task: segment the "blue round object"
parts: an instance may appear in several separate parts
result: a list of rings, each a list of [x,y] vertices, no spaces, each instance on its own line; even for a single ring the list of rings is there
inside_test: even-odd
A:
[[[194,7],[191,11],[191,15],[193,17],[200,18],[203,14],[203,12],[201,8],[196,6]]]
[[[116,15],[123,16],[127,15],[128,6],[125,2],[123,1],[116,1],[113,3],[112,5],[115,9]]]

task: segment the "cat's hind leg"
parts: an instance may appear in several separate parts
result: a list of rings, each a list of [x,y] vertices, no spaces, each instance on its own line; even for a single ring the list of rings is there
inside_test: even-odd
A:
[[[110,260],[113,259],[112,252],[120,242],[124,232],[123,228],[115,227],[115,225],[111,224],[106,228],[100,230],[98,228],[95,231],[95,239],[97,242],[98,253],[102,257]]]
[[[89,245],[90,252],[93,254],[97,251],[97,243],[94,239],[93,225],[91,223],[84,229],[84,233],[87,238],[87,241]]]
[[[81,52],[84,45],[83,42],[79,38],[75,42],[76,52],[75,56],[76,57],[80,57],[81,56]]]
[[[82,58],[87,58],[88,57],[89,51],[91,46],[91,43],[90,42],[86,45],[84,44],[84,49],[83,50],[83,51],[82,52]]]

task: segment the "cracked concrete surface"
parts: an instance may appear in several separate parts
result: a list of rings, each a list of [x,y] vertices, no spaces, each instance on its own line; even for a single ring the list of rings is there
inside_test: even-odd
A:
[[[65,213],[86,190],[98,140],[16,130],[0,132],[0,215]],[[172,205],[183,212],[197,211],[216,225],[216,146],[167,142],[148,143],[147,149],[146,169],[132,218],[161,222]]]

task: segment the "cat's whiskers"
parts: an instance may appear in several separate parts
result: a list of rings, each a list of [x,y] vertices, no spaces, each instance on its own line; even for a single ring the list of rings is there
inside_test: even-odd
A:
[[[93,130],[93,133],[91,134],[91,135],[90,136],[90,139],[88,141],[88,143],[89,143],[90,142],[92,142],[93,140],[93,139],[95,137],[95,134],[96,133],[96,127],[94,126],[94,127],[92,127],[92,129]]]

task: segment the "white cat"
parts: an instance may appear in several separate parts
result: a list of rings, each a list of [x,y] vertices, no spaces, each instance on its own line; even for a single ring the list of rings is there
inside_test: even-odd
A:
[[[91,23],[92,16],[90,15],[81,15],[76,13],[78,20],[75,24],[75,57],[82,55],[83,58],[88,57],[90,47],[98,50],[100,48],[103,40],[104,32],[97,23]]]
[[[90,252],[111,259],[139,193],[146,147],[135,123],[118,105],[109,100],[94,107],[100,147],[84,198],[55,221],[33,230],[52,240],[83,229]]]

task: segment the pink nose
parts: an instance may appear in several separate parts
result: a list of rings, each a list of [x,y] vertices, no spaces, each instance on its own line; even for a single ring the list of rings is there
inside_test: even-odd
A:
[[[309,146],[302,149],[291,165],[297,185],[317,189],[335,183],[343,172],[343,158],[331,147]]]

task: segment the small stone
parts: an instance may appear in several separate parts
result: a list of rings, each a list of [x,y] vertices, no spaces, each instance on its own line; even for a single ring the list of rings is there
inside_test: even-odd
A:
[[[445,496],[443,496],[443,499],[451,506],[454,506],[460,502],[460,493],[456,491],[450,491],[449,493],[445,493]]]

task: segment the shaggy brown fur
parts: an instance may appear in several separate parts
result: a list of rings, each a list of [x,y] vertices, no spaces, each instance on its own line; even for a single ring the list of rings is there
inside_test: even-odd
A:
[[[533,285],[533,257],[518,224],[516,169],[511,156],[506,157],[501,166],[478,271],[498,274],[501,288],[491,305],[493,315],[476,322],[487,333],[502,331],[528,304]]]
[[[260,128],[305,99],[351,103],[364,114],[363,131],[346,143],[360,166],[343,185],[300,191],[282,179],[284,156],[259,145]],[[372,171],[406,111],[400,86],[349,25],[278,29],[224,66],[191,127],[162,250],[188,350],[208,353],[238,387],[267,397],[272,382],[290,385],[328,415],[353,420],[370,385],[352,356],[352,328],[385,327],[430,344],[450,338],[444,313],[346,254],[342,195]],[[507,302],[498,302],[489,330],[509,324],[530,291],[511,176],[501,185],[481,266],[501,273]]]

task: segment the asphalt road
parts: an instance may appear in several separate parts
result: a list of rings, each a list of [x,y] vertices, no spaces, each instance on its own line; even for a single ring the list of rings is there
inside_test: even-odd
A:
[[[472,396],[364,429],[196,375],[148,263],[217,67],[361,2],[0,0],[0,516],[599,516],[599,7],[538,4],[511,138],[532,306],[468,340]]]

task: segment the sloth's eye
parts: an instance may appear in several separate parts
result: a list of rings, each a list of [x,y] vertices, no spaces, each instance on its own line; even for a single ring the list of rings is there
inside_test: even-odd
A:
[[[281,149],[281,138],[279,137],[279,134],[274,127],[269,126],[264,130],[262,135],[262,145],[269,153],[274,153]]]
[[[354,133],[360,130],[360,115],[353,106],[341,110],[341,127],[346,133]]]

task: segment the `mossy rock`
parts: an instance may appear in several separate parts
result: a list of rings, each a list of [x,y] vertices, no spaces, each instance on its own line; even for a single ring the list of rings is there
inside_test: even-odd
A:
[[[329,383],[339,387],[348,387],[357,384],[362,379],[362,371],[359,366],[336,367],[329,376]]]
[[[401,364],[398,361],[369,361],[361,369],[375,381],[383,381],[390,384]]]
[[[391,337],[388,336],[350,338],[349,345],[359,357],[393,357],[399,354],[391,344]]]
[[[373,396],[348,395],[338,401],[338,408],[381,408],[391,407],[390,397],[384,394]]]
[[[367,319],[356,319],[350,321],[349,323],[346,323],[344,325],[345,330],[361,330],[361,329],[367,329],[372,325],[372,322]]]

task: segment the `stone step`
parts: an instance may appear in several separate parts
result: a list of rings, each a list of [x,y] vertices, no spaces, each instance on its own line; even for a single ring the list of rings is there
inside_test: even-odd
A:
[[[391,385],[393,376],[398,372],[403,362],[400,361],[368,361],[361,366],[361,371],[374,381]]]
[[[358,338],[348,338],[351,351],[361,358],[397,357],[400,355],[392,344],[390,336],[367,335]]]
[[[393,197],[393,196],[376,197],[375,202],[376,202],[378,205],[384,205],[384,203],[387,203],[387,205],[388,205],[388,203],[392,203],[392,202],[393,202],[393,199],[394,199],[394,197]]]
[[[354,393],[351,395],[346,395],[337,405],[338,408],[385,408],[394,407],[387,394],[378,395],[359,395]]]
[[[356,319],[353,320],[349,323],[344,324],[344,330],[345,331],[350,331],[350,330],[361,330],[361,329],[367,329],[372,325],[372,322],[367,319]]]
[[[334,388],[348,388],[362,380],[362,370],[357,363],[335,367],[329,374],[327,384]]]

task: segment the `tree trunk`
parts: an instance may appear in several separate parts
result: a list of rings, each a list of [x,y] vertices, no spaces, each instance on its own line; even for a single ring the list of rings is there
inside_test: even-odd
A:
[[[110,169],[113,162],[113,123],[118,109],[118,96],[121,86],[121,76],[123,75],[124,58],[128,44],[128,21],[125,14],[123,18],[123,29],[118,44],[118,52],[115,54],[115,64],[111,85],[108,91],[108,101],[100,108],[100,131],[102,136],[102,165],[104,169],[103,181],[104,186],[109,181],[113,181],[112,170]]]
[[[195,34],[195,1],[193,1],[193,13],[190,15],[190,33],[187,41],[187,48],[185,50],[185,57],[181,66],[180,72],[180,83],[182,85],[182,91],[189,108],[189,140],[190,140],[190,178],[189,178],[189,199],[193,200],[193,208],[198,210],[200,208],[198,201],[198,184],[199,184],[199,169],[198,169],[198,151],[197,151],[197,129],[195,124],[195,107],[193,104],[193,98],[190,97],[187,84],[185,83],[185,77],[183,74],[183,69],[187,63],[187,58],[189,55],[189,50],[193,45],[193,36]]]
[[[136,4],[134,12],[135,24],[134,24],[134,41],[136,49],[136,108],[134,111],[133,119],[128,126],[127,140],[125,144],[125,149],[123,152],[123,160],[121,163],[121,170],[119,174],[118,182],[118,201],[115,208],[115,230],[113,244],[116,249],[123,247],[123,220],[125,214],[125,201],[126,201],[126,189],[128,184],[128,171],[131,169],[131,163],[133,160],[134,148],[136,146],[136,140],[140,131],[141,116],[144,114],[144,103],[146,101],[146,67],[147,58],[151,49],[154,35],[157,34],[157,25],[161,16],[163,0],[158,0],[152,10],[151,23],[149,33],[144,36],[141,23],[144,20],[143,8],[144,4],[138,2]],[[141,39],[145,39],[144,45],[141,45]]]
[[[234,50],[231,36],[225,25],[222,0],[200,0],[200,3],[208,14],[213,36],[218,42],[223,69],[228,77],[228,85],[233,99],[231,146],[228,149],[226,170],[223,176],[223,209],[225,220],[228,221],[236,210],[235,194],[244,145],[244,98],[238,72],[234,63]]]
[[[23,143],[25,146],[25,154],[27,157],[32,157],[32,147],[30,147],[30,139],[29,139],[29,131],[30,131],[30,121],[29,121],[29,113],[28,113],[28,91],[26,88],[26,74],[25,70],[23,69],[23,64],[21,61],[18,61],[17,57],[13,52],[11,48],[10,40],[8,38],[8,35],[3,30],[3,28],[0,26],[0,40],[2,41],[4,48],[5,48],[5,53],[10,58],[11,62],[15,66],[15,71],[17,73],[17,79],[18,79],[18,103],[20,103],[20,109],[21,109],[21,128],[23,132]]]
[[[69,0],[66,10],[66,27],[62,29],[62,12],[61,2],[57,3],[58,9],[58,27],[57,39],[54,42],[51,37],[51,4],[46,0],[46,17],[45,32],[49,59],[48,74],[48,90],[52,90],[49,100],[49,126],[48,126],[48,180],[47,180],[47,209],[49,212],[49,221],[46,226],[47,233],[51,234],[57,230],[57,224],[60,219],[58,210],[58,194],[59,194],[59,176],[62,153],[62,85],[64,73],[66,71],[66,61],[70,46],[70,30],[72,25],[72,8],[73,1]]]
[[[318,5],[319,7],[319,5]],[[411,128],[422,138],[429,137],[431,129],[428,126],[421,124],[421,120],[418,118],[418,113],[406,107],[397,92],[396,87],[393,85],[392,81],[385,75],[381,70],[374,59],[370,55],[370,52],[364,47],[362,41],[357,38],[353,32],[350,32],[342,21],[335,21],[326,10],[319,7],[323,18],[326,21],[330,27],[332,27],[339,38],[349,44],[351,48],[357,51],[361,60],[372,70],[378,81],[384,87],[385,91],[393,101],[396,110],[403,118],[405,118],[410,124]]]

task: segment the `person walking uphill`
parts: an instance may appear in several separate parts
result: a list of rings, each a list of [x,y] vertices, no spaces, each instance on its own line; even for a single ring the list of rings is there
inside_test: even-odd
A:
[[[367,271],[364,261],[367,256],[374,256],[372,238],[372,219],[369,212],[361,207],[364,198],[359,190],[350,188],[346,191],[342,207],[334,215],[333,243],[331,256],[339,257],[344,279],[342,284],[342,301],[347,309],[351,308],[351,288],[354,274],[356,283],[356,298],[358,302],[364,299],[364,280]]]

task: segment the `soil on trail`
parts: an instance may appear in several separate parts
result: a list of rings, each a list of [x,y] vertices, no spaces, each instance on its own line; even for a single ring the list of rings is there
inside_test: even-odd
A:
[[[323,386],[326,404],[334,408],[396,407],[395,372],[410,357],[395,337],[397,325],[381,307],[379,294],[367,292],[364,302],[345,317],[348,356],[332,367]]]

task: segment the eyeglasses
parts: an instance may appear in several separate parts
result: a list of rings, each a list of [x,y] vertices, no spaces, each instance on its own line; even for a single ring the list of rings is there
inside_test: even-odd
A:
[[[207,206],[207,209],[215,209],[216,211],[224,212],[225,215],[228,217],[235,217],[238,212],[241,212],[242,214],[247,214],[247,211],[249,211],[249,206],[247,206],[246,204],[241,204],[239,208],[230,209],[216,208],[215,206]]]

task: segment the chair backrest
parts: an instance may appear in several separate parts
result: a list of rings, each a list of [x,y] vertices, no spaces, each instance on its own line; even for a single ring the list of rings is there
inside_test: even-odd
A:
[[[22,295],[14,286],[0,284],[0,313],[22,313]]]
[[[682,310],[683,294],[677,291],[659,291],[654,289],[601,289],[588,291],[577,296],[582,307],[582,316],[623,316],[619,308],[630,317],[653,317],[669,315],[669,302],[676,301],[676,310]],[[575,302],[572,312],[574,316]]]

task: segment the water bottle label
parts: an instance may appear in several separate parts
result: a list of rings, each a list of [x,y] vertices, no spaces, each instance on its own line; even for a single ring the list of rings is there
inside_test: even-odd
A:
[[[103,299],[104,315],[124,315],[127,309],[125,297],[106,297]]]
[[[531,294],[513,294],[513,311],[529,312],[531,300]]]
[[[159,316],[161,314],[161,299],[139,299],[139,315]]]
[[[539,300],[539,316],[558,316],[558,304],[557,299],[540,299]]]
◇ ◇ ◇
* [DIRECTIONS]
Which lines of the records above contain the word "stone"? Pull out each of those lines in full.

* [RESPONSE]
task: segment the small stone
task: segment the `stone step`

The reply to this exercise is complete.